(Page text)
McGovern Medical School Executive Dean, Ad Interim, Richard Andrassy, MD, has named Nathan Carlin, PhD, professor and Samuel E. Karff DHL Chair, as the new director of the John P. McGovern MD, Center for Humanities and Ethics, effective Nov. 1.
“I want to give back to the McGovern Center and McGovern Medical School,” Carlin said. “Our institution has been so good to me. I have wonderful colleagues, and I want to help our faculty and staff advance in their own careers as I have in mine.”
Carlin will take over the leadership role from founding director of the McGovern Center for Humanities and Ethics, Thomas R. Cole, PhD, who will remain on the center’s staff.
“On behalf of McGovern Medical School, I want to thank Dr. Cole for his vision and guidance, developing the center into what we all enjoy today,” Andrassy said. “I am certain Dr. Carlin will be a great leader to continue the important works of the McGovern Center for Humanities and Ethics to benefit our students, faculty, and patients.”

(Study material)
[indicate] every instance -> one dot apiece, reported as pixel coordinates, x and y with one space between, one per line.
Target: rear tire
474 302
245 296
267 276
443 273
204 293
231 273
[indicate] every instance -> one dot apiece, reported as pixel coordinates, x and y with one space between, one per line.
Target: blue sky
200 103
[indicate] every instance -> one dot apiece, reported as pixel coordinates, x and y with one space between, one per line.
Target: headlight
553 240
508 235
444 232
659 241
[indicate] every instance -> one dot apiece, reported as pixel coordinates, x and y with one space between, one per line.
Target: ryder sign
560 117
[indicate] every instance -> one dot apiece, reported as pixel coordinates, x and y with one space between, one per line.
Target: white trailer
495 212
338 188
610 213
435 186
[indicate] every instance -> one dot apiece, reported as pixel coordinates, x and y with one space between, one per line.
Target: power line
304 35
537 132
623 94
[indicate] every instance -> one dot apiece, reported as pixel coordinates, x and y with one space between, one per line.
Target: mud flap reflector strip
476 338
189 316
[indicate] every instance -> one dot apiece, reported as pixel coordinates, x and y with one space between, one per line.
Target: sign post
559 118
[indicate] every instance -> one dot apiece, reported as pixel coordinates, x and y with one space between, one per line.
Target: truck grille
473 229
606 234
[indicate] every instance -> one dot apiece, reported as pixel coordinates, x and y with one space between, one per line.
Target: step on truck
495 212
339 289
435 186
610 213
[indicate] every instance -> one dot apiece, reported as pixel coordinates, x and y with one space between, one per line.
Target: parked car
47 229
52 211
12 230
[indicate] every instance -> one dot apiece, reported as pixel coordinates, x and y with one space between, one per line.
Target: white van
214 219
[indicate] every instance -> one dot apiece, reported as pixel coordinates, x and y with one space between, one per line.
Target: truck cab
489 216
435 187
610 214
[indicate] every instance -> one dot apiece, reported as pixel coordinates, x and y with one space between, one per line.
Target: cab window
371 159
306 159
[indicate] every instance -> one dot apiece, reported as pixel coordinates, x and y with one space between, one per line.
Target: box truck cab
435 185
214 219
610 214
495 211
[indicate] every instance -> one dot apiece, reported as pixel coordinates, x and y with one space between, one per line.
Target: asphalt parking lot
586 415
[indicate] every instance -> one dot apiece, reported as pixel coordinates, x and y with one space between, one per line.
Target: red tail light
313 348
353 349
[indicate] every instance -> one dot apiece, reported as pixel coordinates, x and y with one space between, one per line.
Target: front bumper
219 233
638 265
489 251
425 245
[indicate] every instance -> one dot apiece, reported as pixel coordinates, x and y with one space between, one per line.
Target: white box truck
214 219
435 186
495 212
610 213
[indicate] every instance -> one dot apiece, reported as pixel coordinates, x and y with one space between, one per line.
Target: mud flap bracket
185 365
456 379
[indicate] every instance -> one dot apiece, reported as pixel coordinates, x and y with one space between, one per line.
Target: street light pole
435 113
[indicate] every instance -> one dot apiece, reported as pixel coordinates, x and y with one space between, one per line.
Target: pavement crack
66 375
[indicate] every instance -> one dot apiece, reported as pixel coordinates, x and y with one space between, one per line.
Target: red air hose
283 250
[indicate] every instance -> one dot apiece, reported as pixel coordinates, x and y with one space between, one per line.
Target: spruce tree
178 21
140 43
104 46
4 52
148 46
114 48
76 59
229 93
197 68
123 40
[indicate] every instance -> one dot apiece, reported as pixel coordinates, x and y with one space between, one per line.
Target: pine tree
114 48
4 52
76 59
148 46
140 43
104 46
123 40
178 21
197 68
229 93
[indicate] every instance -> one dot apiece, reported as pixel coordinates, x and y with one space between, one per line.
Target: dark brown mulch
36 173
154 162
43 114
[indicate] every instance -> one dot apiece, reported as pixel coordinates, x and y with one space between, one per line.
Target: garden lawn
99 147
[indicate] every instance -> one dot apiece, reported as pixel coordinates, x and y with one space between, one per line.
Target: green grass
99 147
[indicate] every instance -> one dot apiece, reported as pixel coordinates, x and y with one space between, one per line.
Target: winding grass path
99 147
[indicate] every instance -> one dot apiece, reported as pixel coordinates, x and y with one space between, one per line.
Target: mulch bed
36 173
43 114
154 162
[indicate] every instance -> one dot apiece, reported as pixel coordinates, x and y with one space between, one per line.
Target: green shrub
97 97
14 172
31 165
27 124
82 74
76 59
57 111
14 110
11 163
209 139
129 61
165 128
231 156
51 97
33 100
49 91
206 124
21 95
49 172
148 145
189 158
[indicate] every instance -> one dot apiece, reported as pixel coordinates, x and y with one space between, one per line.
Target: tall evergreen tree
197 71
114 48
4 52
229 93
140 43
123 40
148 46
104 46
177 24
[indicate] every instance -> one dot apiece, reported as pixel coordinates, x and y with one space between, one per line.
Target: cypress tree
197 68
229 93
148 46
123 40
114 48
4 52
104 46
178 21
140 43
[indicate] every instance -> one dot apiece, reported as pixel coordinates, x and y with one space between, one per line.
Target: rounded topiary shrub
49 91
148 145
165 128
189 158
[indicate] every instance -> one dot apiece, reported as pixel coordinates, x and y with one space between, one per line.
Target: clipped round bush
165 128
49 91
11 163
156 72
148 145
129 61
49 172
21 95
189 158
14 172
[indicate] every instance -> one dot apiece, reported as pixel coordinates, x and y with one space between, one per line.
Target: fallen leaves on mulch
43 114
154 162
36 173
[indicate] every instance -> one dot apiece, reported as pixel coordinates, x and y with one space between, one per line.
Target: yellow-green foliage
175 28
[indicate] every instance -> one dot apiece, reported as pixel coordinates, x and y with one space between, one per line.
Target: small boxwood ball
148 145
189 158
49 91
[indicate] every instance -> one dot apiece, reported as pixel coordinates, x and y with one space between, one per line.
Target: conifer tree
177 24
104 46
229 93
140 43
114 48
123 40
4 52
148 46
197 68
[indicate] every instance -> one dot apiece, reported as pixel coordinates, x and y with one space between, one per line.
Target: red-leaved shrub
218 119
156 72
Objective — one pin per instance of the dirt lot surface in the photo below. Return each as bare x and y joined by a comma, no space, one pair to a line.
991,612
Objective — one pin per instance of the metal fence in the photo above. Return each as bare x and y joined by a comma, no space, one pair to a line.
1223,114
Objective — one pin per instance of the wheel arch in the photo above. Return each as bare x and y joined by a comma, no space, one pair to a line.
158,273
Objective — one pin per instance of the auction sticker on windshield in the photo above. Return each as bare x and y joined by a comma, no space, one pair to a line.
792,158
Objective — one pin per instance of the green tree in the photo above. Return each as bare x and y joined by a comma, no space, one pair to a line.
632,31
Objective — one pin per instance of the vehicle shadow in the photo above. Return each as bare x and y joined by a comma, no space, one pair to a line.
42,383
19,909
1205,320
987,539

(Work task 1) List every person named in the announcement, including anyone whose name appears only as part of a chair or center name.
(Work task 2) Reproduce the announcement text word for word, everything from "Carlin will take" down to "the center’s staff.".

(Result 1)
Richard Andrassy
Nathan Carlin
Samuel E. Karff
John P. McGovern
Thomas R. Cole

(Result 2)
Carlin will take over the leadership role from founding director of the McGovern Center for Humanities and Ethics, Thomas R. Cole, PhD, who will remain on the center’s staff.